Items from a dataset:
= = = = = = =

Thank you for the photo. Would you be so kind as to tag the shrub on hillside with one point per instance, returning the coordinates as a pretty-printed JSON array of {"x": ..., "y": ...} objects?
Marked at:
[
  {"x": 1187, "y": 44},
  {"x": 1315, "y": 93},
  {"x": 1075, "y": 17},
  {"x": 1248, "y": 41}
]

= = = = = = =

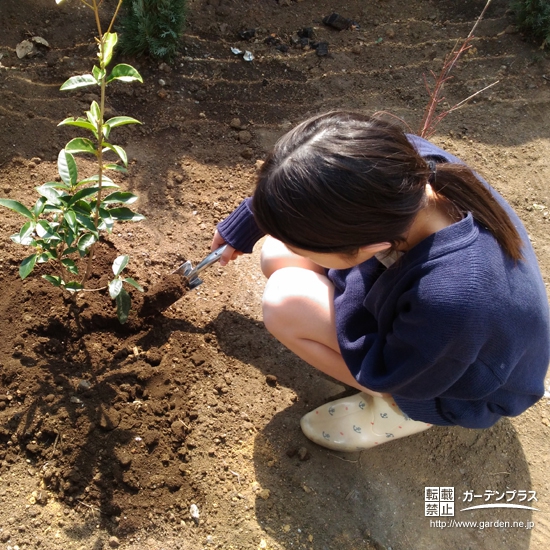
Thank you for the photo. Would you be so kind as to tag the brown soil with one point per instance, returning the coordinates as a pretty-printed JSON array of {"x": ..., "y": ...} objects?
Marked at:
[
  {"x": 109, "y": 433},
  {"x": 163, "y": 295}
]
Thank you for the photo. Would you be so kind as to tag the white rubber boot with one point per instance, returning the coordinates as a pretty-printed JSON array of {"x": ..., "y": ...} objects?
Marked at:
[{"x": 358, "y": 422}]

= = = = = = =

▸ **Exercise details**
Report how many lines in the data above contain "Would", without any other words.

▸ **Output of the task**
3